Aim A
In the Avowed article, which game does Carrie Patel name as the reference point for Avowed?
Aim B
Write a continuation of the Avowed article, picking up after its final sentence.

When Avowed was first unveiled back at the Xbox summer showcase of 2021, a dark and moody CGI trailer of burning arrows and fantasy spell-and-sword dual wielding – all from the studio behind the likes of Pillars of Eternity and Fallout: New Vegas – positioned it as something of a first-party Skyrim for Xbox.

In the years since however, it’s become increasingly clear that’s simply not the game we should now expect from Avowed. It’s bright and colourful, it’s seemingly dialogue-heavy, and as we learned in further explanations of the game’s combat it is, if anything, only quite loosely an RPG. As Avowed’s director, Carrie Patel, put it to Eurogamer last year after a slightly unconvincing first demo of its combat, “the reference point we’ve been trying to point people to is The Outer Worlds.”

Since then, things have been a little quiet on the Avowed front, but over the weekend Xbox showed another trailer, this time with emphasis on the game’s overarching story – though again it was a little light on anything truly new. Thankfully, we also had a short roundtable interview with Carrie Patel again after the showcase ended, who spoke alongside the game’s art director Matt Hansen and was able to outline just a little more of what we can expect.

Avowed’s story trailer from the Xbox Showcase 2024.Watch on YouTube

On the role-playing front, Patel explained that it would likely be felt most prominently in Avowed’s dialogue. “We have skill trees that take your traditional fighter flavour, ranger, and wizard, and you can mix and match freely between them,” she said. “And you can build a character that either follows one of those vibes very closely or takes the best of what you like from each – and if you decide you don’t like your choices, you can pay a small fee and wipe them and build something entirely different.”


From a “narrative and dialogue perspective,” Patel continued, it’ll be “a huge part of the game, and exploring and really defining your role in it is about the choices you make moment-to-moment. There are skills that also have an impact in dialogue that will unlock certain options for you, the player will get to choose a background at the very beginning of the game that kind of flavours, ‘Here’s who you were before this mission, here’s how you came to prominence.'”

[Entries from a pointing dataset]
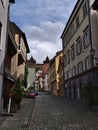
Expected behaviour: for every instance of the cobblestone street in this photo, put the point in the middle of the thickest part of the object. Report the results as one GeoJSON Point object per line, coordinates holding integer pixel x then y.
{"type": "Point", "coordinates": [54, 113]}
{"type": "Point", "coordinates": [48, 112]}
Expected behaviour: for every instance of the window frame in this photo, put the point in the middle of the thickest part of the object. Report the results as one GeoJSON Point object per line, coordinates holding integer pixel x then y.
{"type": "Point", "coordinates": [0, 34]}
{"type": "Point", "coordinates": [78, 46]}
{"type": "Point", "coordinates": [73, 52]}
{"type": "Point", "coordinates": [86, 37]}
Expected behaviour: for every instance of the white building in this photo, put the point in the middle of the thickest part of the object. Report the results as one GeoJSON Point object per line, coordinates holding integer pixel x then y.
{"type": "Point", "coordinates": [4, 12]}
{"type": "Point", "coordinates": [80, 48]}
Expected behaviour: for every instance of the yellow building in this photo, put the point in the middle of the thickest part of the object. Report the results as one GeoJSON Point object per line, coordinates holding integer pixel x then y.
{"type": "Point", "coordinates": [53, 74]}
{"type": "Point", "coordinates": [18, 61]}
{"type": "Point", "coordinates": [80, 49]}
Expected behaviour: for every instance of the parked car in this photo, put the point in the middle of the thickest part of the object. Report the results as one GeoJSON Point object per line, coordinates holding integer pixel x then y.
{"type": "Point", "coordinates": [31, 94]}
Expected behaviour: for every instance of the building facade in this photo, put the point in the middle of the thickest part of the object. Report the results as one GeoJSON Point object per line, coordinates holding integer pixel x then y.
{"type": "Point", "coordinates": [4, 15]}
{"type": "Point", "coordinates": [80, 49]}
{"type": "Point", "coordinates": [18, 61]}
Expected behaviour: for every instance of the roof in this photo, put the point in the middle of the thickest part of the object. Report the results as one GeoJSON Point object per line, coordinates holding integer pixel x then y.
{"type": "Point", "coordinates": [15, 29]}
{"type": "Point", "coordinates": [75, 8]}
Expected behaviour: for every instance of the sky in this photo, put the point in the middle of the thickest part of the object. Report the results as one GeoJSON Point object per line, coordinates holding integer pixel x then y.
{"type": "Point", "coordinates": [43, 22]}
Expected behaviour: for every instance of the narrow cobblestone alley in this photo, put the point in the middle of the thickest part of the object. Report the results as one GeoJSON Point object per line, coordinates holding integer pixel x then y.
{"type": "Point", "coordinates": [54, 113]}
{"type": "Point", "coordinates": [48, 112]}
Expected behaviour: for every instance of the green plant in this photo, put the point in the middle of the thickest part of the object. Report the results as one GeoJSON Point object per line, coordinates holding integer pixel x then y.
{"type": "Point", "coordinates": [17, 93]}
{"type": "Point", "coordinates": [90, 91]}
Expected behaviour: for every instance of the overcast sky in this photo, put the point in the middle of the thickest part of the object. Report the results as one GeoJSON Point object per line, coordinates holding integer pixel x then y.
{"type": "Point", "coordinates": [43, 22]}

Result A
The Outer Worlds.

Result B
The player “can choose to lean into that, when they’re playing, or they can say, ‘Oh, this is just fun, and I want to use it’. But all of those things give the player different roleplay hooks.”

Avowed screenshot showing ballista-like machines firing off arrows.
There’s still no release date – yet – for Avowed, but its development team seem confident in a launch this year. | Image credit: Microsoft

“The biggest thing for us is always that choice and consequence, in quests, in major critical path moments, letting the player choose how to define the world and how to move the conflicts forward.”

A further gameplay update is due, but beyond the areas that are still slightly unclear – in terms of the finer points in just how exactly Avowed’s moment-to-moment gameplay works – one stand-out observation from its latest trailer in the Xbox showcase was the continued lack of firm release date, with it still left open as merely “2024” for now. Is the studio confident of hitting that window and the game releasing before the end of the year?

“I’ll say, just having come from the studio last week, the game is looking fantastic,” answered Patel. “The team is putting a lot of love into the polish. So we feel very good about 2024.”

Hansen added that the team was currently “finalising”. He continued: “We’re in a polish phase. And that’s such a satisfing place to be for us – and there’s so many little things that we’re like ‘Oh, yeah, we didn’t think we’d be abel to get to that!'” Reassuringly, Patel meanwhile agreed the game was very much in the final stages of development.

One other, somewhat ominous question always lingers in conversations with Xbox’s first-party developers at the moment, which is how they’re feeling in the face of the publisher’s wildly unpopular surprise closures of award-winning studios such as Tango Gameworks and Arkane Austin. Does that sit in the back of your mind as an Xbox-owned developer? Much of the conversation, meanwhile, has centred on the impact of these closures on creativity – can a first-party studio at Microsoft feel safe to experiment and try new things when studios which have done so – and in many cases, done so extremely well – still get closed?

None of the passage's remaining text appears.